**Natural language region descriptions:**
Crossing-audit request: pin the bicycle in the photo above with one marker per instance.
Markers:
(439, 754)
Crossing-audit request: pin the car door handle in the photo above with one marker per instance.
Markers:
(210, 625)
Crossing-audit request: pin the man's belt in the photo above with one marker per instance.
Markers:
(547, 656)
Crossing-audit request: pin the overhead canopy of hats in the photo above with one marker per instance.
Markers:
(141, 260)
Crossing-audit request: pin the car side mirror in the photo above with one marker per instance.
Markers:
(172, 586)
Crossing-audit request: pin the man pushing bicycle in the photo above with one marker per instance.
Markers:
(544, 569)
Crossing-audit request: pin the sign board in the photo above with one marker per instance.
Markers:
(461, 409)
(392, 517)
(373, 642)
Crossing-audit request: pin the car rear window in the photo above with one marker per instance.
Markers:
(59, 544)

**EXERCISE DETAILS:**
Could you return all of the data exactly as written?

**SOLVED EXERCISE:**
Crossing-audit request: pin the bicycle in the photo above with one marker per instance.
Markers:
(439, 754)
Crossing-audit request: pin the car door handle in the photo above with one marker per instance.
Markers:
(210, 625)
Crossing-audit request: pin the man's belt in the photo above with one marker per instance.
Markers:
(547, 656)
Crossing-audit request: pin the overhead canopy of hats in the photo above with one marker per instance.
Markers:
(141, 260)
Crossing-audit request: pin the car side mirror in the photo above with one marker per instance.
Markers:
(172, 586)
Crossing-audit request: pin the man pushing bicycle in the photo above with one marker per instance.
Markers:
(544, 569)
Crossing-audit request: pin the sign board in the photo above with one marker per instance.
Markers:
(461, 409)
(392, 517)
(373, 642)
Crossing-audit request: pin the car rear window in the photo above with one marker per instance.
Markers:
(59, 544)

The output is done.